▶ TAREFA PROPOSTA
Disponha todo o material abaixo em uma lista JSON de strings, uma string para cada linha, omitindo as linhas em branco.

▶ MATERIAL FORNECIDO
◇ ◇ ◇ ◇ ◇ ◇ ◇
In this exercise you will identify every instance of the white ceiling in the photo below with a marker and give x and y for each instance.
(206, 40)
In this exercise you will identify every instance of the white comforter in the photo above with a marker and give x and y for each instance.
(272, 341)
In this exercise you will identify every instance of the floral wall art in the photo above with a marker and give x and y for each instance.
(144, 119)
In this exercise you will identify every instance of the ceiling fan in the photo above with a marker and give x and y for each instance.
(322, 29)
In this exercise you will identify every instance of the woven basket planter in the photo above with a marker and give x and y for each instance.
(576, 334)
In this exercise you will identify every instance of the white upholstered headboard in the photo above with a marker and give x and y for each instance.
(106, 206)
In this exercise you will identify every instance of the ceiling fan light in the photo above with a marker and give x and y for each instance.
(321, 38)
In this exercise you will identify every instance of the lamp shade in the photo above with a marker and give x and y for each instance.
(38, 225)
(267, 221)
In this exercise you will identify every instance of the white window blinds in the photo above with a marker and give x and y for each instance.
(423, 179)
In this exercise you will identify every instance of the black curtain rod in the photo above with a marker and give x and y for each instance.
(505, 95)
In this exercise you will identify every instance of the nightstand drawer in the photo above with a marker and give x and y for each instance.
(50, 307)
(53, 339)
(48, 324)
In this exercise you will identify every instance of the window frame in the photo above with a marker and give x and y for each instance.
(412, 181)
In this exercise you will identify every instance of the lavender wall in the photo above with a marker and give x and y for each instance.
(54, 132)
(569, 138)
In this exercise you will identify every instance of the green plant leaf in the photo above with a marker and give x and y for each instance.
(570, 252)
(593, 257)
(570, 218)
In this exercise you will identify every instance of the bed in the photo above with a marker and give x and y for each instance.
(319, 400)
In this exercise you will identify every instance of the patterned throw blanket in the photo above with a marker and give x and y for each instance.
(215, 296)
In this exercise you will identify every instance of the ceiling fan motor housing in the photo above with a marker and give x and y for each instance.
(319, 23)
◇ ◇ ◇ ◇ ◇ ◇ ◇
▶ RESULTADO FINAL
[
  "In this exercise you will identify every instance of the white ceiling in the photo below with a marker and give x and y for each instance.",
  "(206, 40)",
  "In this exercise you will identify every instance of the white comforter in the photo above with a marker and give x and y for each instance.",
  "(272, 341)",
  "In this exercise you will identify every instance of the floral wall art in the photo above with a marker and give x and y for each instance.",
  "(144, 119)",
  "In this exercise you will identify every instance of the ceiling fan in the photo above with a marker and give x and y for each instance.",
  "(322, 29)",
  "In this exercise you will identify every instance of the woven basket planter in the photo above with a marker and give x and y for each instance.",
  "(576, 334)",
  "In this exercise you will identify every instance of the white upholstered headboard in the photo above with a marker and give x and y for each instance.",
  "(106, 206)",
  "In this exercise you will identify every instance of the ceiling fan light in the photo above with a marker and give x and y for each instance.",
  "(321, 38)",
  "In this exercise you will identify every instance of the lamp shade in the photo above with a marker and give x and y for each instance.",
  "(38, 225)",
  "(267, 221)",
  "In this exercise you will identify every instance of the white window blinds in the photo above with a marker and give x and y for each instance.",
  "(423, 179)",
  "In this exercise you will identify every instance of the black curtain rod in the photo above with a marker and give x and y for each instance.",
  "(505, 95)",
  "In this exercise you will identify every instance of the nightstand drawer in the photo above with a marker and give x and y for each instance.",
  "(50, 307)",
  "(53, 339)",
  "(48, 324)",
  "In this exercise you will identify every instance of the window frame in the photo above with a marker and give x and y for each instance.",
  "(412, 181)",
  "In this exercise you will identify every instance of the lavender wall in the photo above with a marker and give x and y for each instance.",
  "(54, 132)",
  "(569, 138)",
  "In this exercise you will identify every instance of the green plant leaf in the photo above with a marker and give x and y for each instance.",
  "(570, 252)",
  "(593, 257)",
  "(570, 218)",
  "In this exercise you will identify every instance of the bed in the photo above with a marker and give x and y for each instance.",
  "(319, 400)",
  "In this exercise you will identify every instance of the patterned throw blanket in the photo above with a marker and give x and y for each instance.",
  "(215, 296)",
  "In this exercise you will identify every instance of the ceiling fan motor housing in the photo above with a marker and give x and y for each instance.",
  "(319, 23)"
]